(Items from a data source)
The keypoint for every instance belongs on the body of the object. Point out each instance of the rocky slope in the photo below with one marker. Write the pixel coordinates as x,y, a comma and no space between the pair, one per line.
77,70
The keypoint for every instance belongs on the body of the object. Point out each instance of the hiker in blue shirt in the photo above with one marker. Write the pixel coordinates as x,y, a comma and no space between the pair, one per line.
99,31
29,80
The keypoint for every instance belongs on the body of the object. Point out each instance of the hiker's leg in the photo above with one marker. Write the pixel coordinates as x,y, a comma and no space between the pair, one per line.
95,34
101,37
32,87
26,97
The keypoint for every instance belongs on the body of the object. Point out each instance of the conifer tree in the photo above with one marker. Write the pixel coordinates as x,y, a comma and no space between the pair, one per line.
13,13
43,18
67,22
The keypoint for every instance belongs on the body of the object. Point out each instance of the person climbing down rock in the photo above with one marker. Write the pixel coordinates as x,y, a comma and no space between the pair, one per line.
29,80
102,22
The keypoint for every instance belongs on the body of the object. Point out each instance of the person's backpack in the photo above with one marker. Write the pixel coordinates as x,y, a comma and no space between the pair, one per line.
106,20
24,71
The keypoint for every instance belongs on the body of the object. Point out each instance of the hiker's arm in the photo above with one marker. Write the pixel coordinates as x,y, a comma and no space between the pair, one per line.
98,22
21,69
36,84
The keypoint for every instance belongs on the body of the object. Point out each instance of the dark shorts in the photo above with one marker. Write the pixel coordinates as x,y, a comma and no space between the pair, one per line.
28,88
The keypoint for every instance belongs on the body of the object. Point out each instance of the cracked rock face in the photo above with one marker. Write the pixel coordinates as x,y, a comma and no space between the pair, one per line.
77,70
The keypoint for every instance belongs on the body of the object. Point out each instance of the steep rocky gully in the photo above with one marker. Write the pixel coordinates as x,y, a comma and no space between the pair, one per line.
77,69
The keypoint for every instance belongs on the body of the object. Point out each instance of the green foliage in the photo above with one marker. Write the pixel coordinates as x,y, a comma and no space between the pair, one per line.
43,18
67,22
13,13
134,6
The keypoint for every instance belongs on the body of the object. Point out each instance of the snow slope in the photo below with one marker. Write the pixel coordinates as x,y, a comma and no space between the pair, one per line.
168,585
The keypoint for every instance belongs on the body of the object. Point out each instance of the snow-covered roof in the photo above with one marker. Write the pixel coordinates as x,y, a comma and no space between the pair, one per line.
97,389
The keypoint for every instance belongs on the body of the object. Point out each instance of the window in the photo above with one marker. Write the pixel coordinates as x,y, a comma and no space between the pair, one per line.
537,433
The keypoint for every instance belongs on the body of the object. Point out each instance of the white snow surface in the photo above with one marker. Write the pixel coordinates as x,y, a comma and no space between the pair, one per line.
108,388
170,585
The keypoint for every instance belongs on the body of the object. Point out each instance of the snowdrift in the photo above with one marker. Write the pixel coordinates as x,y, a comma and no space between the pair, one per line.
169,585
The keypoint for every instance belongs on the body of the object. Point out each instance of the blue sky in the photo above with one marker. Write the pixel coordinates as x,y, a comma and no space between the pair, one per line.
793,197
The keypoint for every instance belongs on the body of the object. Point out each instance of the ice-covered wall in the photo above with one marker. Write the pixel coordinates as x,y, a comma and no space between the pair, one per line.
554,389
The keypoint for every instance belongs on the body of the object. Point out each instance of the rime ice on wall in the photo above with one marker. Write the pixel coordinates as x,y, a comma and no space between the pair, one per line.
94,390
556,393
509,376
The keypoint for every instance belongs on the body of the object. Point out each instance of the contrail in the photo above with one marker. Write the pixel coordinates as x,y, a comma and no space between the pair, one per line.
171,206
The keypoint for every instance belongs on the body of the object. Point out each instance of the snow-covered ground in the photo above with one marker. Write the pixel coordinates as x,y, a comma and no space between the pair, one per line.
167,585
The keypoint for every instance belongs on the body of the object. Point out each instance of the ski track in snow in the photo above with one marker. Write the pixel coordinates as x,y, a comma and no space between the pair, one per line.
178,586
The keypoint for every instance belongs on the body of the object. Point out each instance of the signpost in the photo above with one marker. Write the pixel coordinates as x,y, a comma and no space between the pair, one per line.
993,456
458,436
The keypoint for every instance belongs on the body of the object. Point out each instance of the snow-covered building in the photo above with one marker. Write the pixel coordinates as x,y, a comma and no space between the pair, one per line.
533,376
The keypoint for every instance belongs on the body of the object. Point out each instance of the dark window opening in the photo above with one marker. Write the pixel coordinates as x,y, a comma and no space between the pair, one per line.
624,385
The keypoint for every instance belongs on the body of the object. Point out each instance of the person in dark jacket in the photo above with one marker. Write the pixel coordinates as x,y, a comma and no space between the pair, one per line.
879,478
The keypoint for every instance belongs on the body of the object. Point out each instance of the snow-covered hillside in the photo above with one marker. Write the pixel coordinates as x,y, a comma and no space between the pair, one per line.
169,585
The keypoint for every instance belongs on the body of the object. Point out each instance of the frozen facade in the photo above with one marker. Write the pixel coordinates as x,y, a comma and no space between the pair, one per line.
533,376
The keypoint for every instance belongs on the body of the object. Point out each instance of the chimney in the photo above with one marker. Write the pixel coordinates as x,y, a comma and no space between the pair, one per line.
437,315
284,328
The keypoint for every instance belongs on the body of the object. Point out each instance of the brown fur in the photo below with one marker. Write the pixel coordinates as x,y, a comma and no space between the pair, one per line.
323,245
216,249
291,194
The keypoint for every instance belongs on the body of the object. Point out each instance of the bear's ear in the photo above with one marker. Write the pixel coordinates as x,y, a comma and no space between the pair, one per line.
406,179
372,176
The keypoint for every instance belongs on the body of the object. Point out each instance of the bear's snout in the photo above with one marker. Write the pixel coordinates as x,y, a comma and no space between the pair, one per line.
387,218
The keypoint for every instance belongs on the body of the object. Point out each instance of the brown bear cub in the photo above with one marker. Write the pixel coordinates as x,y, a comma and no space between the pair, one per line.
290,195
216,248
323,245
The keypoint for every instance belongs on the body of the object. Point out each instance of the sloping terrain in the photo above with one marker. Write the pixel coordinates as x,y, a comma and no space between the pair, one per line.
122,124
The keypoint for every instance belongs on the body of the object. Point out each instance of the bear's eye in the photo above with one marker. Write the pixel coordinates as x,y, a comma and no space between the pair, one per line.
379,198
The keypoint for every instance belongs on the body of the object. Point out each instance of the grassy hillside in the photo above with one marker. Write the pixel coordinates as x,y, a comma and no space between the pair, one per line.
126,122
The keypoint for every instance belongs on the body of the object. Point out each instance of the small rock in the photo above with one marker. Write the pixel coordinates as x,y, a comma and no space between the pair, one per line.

Task details | Copy all of the material above line for line, without changing anything.

Result |
The keypoint for every instance belongs on the body of the object. Point out each instance of the rocky slope in the photo below with one marker. Write the pixel coordinates as x,y, a comma and no space between the pair, one per line.
77,70
The keypoint for every instance belongs on the body of the object. Point out each instance of the hiker in blue shirt in the photo above with one marker. Write the pixel coordinates as x,y, a comma and no space between the pair, one per line.
99,31
29,80
The keypoint for every instance belongs on the body of the object. Point out each instance of the hiker's leg in the photo above with one marker. Write the pixel coordinates as x,y, a comma and no space between the pair, one per line.
95,34
101,37
32,87
26,97
The keypoint for every instance belongs on the body of the object. Point out each instance of the conifer tree in the photo above with one marker. Write the pixel coordinates as x,y, a comma and no space between the pair, one per line.
13,13
43,18
67,22
The keypoint for every instance belongs on the body of the object. Point out each instance of the person climbing down rock in the photo above with one marker. Write the pixel coordinates as x,y, a comma and no space between the pair, one per line.
29,80
102,22
The keypoint for every instance belongs on the body of the object. Point out each instance of the person's backpack in the photo above with one marker. Write the pixel coordinates as x,y, a comma and no space between the pair, one per line.
106,20
24,71
The keypoint for every instance belongs on the body of the object. Point out each instance of the hiker's arm in the photo above with one marker. Write the pixel coordinates as x,y, a comma and no space between the pair, one per line.
98,22
21,69
36,84
The keypoint for every instance belongs on the body of the object. Point out each instance of the dark shorts in the photo above with one marker. Write the pixel coordinates as x,y, a comma and no space between the pair, one per line.
28,88
The keypoint for every instance belongs on the body of the object. Point out each instance of the cracked rock face in the photo above with one marker. Write the pixel coordinates as x,y, a comma and no space between the pair, one per line.
77,70
The keypoint for every instance belongs on the body of the object. Point out each instance of the steep rocky gully in the photo above with one marker. Write the pixel coordinates as x,y, a comma and no space between the pair, one per line.
77,69
The keypoint for every instance belongs on the body of the object. Point out each instance of the green foliage in the photo above with one marker. Write the pixel coordinates as x,y, a comma and no space between the pair, one per line.
43,18
67,22
13,13
134,6
The keypoint for every instance belongs on the body of the object. Point out each instance of the snow slope in the photo below with one marker. Write the pixel coordinates as x,y, a comma and no space between the pair, one per line.
168,585
The keypoint for every instance belongs on the body of the object. Point out each instance of the snow-covered roof in the photo above with one marker. Write the pixel coordinates as x,y, a comma and no space between the pair, one per line.
97,389
The keypoint for every instance belongs on the body of the object. Point out each instance of the window in the photo above with one marker. Write the pixel coordinates as x,y, a comma and no space between the pair, one per line.
537,433
The keypoint for every instance belongs on the body of the object. Point out each instance of the white snow surface in the photo above with one marker. Write the pixel coordinates as x,y, a comma and no space between the pair, one per line.
108,388
170,585
The keypoint for every instance belongs on the body of the object. Point out each instance of the snowdrift in the photo above with one marker. Write the pixel coordinates as x,y, a comma and no space between the pair, one per line.
169,585
The keypoint for every instance belongs on the body of the object. Point out each instance of the blue sky in the photo above with one marker. Write the pixel coordinates as x,y, a comma and no space between the pair, one per line.
793,197
The keypoint for every instance belongs on the body of the object. Point out each instance of the ice-covered wall in the photo above with one marker. Write the pixel coordinates as x,y, a comma and no space between the pair, one per line.
554,389
The keypoint for every instance belongs on the body of the object. Point out each instance of the rime ice on wall in the photo above with one marker. Write the pixel coordinates as x,y, a comma and no space between the pair, one per line.
94,390
556,393
509,376
The keypoint for every instance belongs on the body of the object. Point out each instance of the contrail in the photo above with one marker. Write the pixel coordinates as x,y, a comma and no space between the pair, one per line.
171,206
The keypoint for every instance belongs on the body of the object. Point out each instance of the snow-covered ground in the photo above with one marker. Write the pixel coordinates as x,y, a comma and no space between the pair, one per line.
167,585
The keypoint for every instance belongs on the body of the object. Point out each instance of the ski track in snow in the photo above with one marker. Write the pixel coordinates as x,y, a comma and no space between the pair, one per line.
178,586
The keypoint for every instance belongs on the body of the object. Point out each instance of the signpost in the photo above with one marker. Write the pixel coordinates as x,y, a comma and no space between the pair, one per line.
993,456
458,436
The keypoint for every instance belongs on the body of the object. Point out each instance of the snow-covered building in the photo above with one marker. Write the pixel coordinates as x,y, a comma and no space between the pair, one per line.
533,376
The keypoint for every instance belongs on the body of the object. Point out each instance of the dark window opening in the photo above with one marker. Write the pixel coordinates as x,y, a comma and no space between the pair, one per line.
624,385
The keypoint for every instance belongs on the body of the object. Point out each instance of the person in dark jacket in the photo above with one marker. Write the pixel coordinates as x,y, a comma and no space between the pair, one per line.
879,478
The keypoint for every instance belongs on the body of the object. Point out each instance of the snow-covered hillside in the photo above with one marker. Write the pixel coordinates as x,y, a comma and no space between the pair, one per line.
169,585
The keypoint for every instance belongs on the body of the object. Point out each instance of the frozen facade in the photo above with one marker. Write the pixel coordinates as x,y, a comma and no space between the pair, one per line.
533,376
The keypoint for every instance belongs on the body of the object. Point out each instance of the chimney in the photo above with one marker. Write the pixel coordinates as x,y, a comma and no space between the pair, one per line.
437,315
284,328
The keypoint for every instance belongs on the body of the object. Point out each instance of the brown fur in the photo below with one marker. Write the pixel coordinates as x,y, a comma and no space between the pair, one per line.
323,245
216,249
291,194
The keypoint for every instance belongs on the body of the object. Point out each instance of the bear's ear in the photo above with one marker. Write the pixel coordinates as x,y, a comma and no space between the pair, one per line.
406,179
372,176
The keypoint for every instance belongs on the body of the object. Point out each instance of the bear's snout in the photo above with one marker. Write the pixel coordinates as x,y, a comma and no space between the pair, one per line.
387,218
The keypoint for every instance belongs on the body of the object. Point out each instance of the brown bear cub in the photo above with one marker. Write the pixel coordinates as x,y, a comma and no space between the pair, one per line.
290,195
216,248
323,245
The keypoint for every instance belongs on the body of the object. Point out each instance of the sloping terrain in the photo above with one marker. Write the pixel coordinates as x,y, a comma and no space between the pair, one per line.
122,124
The keypoint for every instance belongs on the body of the object. Point out each instance of the bear's eye in the photo above with one marker. Write the pixel coordinates as x,y, a comma and no space between the pair, one per line.
379,198
The keypoint for every instance belongs on the body of the object. Point out each instance of the grassy hillside in the photo above with one marker. Write the pixel coordinates as x,y, a comma and no space between the pair, one per line.
126,122
The keypoint for every instance belongs on the body of the object. Point out each instance of the small rock in the photo above with one marker. Write the pixel coordinates as x,y, a comma and no space between the pair, one per line.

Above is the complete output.